-- start of Quoted passage --

Thomas C. Reeves,
America’s Bishop:
The Life and Times of Fulton J. Sheen
Encounter Books, 2001
479 pp., $25.95
If anyone deserves a good biography it is Fulton J. Sheen. And Thomas C. Reeves
has given him one.
Fulton Sheen, Titular Archbishop of Newport on the Isle of Wight, one-time
Bishop of Rochester (1966-1969), was likely the most famous American priest of
the twentieth century. Dead since 1979, he undoubtedly enjoys giving St. Peter
advice he doesn’t need, but he’s likely remembered on earth for the less
important aspects of his priesthood—66 books and an equal number of shorter
works, Advent and Lenten appearances in the pulpit of St. Patrick’s Cathedral,
weekly Catholic Hour radio talks, professor at the Catholic University of
America, becoming “Uncle Fultie” during the 1950s to “Uncle Miltie” Berle as a
result of his remarkable weekly performances on Dumont’s Life is Worth Living.
Few could match his TV glamour, and no Catholic could equal his talent as
evangelizer.
Essentially, Fulton Sheen was a priest of unusual and vigorous Catholic faith
with a remarkable piety (a holy hour before the Blessed Sacrament every day, a
devotion he passed on to others, e.g. John Tracy Ellis), an innate drive to
preach the gospel brilliantly, to help the needy and to “make disciples.” He
would poke his nose into other people’s lives, as converts Heywood Braun and
Clare Booth Luce could attest. In his lifetime he gave $10,000,000 of monies
that came his way. And to watch people in St. Patrick’s Cathedral reach out to
touch him only demonstrated the God-given charism he possessed. This is the
Sheen God created.
But the Sheen that the public knew best was the one the media reported. And
Thomas Reeves recalls this record with remarkable fullness. Any biographer who
discovers that Sheen as an infant was a “cry baby” and ended his days at 500
East 77th Street has done his homework. There was hardly a public subject Sheen
did not confront—American poverty, the Vietnam War which he opposed, the
secularizing of American culture, the Communist conspiracy in the U.S., Catholic
doctrine, etc. Reeves reports Sheen as saying: “While I fear a country which
outlaws prayer in the schools, I fear still more for a people who surrender
control of their law-making bodies.” The New York Times would look upon
him as an advocate of right-wing causes, especially since J. Edgar Hoover was
his good friend, although in truth Sheen was a broad ranged spokesman for
Catholic thinking on private and public morality.

-- end of Quoted passage --
-- start of Recorded data --

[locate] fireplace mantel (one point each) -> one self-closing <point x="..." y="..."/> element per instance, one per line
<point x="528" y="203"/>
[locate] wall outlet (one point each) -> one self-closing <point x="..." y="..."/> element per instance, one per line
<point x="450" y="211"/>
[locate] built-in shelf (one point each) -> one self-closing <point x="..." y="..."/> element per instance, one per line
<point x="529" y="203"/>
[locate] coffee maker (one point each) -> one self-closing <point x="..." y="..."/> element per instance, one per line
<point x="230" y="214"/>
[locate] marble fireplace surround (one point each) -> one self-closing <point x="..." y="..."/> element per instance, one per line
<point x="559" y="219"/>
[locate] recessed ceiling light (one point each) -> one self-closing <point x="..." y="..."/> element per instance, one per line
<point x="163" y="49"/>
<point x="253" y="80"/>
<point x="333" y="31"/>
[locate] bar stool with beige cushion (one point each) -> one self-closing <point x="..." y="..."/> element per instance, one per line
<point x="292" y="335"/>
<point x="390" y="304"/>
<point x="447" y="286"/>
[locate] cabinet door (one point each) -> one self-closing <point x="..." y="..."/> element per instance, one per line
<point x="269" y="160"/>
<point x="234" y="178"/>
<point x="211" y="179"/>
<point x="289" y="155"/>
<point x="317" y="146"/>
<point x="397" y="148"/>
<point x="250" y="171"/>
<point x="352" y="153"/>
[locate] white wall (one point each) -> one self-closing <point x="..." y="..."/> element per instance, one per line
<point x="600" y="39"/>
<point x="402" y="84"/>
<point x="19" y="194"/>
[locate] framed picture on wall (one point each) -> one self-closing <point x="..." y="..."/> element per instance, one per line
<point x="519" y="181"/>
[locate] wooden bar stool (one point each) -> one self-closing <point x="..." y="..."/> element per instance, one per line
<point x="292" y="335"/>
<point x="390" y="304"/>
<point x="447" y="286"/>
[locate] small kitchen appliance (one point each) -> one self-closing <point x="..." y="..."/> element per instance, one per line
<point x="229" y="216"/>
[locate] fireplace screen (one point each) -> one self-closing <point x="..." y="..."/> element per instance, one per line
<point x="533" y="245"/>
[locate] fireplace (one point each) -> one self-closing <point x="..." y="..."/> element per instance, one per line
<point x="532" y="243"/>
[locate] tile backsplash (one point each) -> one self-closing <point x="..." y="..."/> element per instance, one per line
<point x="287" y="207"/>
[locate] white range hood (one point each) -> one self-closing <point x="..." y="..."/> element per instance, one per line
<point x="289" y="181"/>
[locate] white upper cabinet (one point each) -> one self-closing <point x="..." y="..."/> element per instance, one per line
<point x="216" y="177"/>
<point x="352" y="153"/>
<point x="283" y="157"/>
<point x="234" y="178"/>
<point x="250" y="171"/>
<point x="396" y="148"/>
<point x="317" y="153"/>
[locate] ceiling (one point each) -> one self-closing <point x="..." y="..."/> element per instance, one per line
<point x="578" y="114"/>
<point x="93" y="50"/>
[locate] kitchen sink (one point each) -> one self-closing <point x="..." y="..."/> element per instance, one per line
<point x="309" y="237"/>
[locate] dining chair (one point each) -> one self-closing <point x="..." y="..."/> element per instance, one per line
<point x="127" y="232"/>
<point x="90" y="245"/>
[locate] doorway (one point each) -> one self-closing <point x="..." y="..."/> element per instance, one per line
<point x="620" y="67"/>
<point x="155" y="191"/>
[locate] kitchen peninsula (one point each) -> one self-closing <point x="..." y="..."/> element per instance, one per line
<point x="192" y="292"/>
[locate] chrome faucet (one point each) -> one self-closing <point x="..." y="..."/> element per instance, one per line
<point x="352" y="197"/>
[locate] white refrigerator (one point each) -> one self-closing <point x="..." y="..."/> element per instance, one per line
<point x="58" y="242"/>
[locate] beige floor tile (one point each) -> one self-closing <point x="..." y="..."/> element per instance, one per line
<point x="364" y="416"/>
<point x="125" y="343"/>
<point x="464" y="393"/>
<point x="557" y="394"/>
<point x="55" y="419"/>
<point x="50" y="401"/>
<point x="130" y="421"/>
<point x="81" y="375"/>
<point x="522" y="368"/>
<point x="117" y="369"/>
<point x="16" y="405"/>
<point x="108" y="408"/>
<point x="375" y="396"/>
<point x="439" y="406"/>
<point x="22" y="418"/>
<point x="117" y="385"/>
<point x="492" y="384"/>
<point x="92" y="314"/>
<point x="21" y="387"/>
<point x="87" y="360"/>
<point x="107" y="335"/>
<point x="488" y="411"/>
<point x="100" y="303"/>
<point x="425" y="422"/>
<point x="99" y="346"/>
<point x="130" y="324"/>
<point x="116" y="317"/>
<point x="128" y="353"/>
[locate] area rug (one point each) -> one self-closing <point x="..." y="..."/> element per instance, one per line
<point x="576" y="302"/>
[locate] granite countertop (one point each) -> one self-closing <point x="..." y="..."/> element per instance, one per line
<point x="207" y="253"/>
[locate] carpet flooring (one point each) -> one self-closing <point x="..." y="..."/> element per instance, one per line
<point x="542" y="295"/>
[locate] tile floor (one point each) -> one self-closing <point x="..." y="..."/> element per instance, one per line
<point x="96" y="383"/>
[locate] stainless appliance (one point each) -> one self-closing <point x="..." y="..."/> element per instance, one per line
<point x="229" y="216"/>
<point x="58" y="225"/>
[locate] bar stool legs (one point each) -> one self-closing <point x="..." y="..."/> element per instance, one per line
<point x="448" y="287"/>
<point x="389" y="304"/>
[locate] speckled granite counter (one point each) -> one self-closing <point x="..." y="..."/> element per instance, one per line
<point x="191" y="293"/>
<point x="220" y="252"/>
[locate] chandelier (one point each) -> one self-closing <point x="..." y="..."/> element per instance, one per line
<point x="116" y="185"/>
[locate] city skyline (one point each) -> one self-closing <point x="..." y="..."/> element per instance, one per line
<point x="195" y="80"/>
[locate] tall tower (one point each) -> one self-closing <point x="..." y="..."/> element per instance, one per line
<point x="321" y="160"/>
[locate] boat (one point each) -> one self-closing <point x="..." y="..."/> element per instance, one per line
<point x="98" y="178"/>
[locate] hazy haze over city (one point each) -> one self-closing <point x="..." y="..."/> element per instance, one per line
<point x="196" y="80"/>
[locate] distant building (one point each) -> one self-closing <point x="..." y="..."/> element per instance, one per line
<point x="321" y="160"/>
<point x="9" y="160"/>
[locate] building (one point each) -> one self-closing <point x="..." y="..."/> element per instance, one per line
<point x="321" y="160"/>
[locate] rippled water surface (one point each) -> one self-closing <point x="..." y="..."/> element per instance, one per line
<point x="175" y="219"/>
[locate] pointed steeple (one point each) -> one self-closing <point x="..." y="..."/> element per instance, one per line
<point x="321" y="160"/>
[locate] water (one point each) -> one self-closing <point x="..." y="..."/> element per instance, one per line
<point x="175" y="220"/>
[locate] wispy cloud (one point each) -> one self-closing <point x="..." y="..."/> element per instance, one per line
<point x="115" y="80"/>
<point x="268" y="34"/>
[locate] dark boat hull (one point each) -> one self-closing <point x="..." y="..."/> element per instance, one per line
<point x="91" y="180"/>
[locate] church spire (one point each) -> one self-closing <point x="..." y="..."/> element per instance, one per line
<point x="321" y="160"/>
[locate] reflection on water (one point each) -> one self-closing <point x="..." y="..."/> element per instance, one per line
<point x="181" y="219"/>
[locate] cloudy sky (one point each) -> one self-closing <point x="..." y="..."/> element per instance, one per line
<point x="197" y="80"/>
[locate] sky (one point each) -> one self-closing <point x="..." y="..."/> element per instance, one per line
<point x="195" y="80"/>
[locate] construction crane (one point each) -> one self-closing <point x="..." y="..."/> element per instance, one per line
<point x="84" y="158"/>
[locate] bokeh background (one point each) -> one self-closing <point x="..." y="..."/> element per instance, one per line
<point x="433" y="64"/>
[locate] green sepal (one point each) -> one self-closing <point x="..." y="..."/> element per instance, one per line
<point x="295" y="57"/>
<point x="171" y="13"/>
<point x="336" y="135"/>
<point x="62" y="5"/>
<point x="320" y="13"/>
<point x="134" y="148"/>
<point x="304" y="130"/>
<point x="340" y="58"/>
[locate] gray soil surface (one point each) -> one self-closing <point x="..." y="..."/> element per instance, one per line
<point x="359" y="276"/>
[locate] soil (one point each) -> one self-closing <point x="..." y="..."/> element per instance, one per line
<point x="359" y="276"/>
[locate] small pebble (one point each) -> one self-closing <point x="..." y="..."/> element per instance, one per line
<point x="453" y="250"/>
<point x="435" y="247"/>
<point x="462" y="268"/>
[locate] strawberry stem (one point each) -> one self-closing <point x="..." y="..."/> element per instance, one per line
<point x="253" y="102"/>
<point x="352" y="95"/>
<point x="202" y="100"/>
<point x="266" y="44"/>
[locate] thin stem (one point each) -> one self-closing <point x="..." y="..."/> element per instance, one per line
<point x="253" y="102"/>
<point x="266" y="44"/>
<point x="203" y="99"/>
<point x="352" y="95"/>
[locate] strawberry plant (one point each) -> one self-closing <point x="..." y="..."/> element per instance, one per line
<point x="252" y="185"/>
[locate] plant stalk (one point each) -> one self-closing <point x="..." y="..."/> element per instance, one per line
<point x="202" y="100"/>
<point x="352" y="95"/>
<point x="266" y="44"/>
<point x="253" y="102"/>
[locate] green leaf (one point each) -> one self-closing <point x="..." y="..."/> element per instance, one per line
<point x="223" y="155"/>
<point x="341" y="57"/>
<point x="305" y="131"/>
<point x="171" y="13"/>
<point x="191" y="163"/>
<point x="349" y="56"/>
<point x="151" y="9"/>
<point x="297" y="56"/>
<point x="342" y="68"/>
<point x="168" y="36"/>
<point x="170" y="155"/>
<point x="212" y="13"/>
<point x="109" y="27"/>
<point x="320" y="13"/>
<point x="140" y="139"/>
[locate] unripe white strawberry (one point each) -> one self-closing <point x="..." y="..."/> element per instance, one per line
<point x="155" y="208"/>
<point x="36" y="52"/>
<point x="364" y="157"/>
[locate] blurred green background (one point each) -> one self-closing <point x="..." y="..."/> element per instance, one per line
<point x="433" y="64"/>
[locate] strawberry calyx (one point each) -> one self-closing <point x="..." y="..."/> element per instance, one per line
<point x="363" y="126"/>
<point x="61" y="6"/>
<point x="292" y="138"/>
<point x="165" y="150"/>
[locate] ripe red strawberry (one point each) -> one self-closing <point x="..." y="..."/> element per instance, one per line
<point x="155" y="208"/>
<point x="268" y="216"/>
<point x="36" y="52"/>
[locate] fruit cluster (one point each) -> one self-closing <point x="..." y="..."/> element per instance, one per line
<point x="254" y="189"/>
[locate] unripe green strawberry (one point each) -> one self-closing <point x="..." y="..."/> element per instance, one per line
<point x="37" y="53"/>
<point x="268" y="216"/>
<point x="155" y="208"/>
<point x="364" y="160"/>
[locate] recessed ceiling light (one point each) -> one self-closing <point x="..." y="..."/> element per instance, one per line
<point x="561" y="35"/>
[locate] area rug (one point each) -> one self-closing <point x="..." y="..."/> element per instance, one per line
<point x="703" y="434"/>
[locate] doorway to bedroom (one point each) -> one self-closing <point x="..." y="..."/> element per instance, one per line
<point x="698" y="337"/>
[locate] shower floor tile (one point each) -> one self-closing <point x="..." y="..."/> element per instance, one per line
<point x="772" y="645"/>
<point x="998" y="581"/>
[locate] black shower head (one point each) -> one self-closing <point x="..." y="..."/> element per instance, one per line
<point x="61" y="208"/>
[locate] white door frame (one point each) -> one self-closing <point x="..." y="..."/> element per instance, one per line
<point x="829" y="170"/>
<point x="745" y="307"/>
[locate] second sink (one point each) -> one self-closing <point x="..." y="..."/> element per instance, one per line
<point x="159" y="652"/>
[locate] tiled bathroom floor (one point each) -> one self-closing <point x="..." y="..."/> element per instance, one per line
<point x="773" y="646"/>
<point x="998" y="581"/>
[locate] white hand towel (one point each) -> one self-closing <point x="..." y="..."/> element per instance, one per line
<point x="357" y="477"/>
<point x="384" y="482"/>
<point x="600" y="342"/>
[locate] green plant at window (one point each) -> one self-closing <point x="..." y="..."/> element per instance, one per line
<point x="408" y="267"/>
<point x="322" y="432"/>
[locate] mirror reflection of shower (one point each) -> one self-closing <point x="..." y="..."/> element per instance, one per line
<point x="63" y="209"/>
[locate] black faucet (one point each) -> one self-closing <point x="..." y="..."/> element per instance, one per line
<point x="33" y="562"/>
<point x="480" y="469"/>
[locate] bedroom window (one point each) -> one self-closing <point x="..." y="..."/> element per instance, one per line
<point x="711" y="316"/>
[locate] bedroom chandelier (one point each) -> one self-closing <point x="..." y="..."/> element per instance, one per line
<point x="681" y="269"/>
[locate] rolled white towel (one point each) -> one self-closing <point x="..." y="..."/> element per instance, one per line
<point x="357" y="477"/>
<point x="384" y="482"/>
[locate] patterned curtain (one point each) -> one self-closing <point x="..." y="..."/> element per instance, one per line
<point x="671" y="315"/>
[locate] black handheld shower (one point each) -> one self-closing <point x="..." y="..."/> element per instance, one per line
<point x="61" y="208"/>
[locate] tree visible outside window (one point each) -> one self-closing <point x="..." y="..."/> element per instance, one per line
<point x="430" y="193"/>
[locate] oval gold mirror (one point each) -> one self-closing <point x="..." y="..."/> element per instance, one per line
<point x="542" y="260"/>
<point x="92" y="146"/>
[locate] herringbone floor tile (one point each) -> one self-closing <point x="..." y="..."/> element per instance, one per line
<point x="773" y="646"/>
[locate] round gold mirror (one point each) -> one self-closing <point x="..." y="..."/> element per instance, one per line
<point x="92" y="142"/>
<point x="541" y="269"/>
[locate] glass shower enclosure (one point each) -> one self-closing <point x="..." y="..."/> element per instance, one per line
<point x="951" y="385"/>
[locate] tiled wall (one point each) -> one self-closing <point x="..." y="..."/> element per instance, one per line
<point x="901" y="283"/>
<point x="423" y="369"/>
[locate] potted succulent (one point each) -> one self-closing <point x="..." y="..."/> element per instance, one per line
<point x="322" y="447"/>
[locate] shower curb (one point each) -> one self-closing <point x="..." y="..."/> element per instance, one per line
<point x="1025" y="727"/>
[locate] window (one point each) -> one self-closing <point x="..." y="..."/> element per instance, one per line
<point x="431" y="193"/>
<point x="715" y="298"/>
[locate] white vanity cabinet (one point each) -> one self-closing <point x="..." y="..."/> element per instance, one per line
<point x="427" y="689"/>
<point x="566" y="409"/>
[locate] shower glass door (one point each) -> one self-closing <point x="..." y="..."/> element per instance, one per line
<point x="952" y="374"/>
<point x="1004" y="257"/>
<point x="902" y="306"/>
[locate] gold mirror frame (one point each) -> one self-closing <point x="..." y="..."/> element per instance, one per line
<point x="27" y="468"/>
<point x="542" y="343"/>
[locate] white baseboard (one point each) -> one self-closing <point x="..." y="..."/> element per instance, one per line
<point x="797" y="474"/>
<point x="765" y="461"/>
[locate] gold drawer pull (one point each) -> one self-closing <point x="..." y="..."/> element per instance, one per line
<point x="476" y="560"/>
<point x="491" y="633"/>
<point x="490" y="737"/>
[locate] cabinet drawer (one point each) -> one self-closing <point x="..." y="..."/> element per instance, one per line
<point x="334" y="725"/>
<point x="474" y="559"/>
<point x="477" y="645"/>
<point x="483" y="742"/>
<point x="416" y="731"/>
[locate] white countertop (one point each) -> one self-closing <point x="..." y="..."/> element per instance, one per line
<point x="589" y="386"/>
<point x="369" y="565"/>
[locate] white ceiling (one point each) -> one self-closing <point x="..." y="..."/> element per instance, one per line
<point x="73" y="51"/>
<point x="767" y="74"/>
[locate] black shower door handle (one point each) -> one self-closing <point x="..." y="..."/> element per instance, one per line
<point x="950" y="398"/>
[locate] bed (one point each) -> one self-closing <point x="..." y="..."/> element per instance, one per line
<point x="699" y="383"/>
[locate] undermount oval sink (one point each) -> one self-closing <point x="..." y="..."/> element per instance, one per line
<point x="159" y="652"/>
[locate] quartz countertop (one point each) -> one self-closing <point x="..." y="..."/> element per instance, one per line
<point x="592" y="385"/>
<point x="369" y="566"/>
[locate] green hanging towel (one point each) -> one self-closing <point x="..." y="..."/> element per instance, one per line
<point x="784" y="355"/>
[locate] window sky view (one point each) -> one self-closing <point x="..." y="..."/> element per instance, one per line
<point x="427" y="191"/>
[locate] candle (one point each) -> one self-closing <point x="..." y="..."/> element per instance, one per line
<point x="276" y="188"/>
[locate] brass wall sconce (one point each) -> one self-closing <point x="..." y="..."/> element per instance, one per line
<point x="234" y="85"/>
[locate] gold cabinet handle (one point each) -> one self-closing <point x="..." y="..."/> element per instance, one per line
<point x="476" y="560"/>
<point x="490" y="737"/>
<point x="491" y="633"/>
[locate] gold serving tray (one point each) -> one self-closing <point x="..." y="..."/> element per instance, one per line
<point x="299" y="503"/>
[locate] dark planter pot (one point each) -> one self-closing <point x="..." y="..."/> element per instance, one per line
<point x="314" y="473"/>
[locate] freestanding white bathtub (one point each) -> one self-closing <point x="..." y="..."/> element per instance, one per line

-- end of Recorded data --

What you need to do:
1: Pull out every line of the entries that contains the string "background". Case counts.
2: Carry on the review of the Fulton Sheen biography from the point where it stops.
The review of the Fulton Sheen biography and the entries have nothing to do with each other.

Results of the exercise:
1:
[locate] bokeh background (one point each) -> one self-closing <point x="..." y="..."/> element per instance, one per line
[locate] blurred green background (one point each) -> one self-closing <point x="..." y="..."/> element per instance, one per line

2:
Thomas Reeves has Sheen everywhere saying everything in eleven chapters, the
more fascinating being “The Loss of God, the Beginning of Tyranny,” “Global
Thinking,” advising scholars to go beyond their noses, “The Television Man of
the Year,” “Exile” (to Rochester), and “Frail Defender.” During his final days
Sheen was conscious that the Church would become a widow if she married
modernity, and affirmed that obedience, as well as enquiry, was always a badge
of Catholic thought. His very Catholicity brought out the worst in
Protestants and Others United for Separating Church and State, and he
suspected a certain anti-Catholicism in FDR.
The unfortunate thing in modern times about biographies is that the subject ends
up psychologized and politicized, as if, for all his virtues, the hero is
flawed, or an idol with clay feet. So Sheen is vain, ambitious, money-mad, “not
one to listen to the views of others.” Reeves is better than most, but his book
would receive less scholarly attention if Sheen came off simon-pure. We forget
that Sheen was unique—a “oner”—whose vices, such as they were, are merely the
seamy side of any man’s (or woman’s) virtues. A strong leader can become stem, a
compassionate leader wimpish or indecisive, even though particular vice need not
follow, nor be a vice at all, save in the mind of a sociopath.
Consider the battle between two “oners”—Sheen vs. Spellman. Somehow Sheen had
the idea in 1938 that he might succeed Cardinal Hayes as Archbishop of New York.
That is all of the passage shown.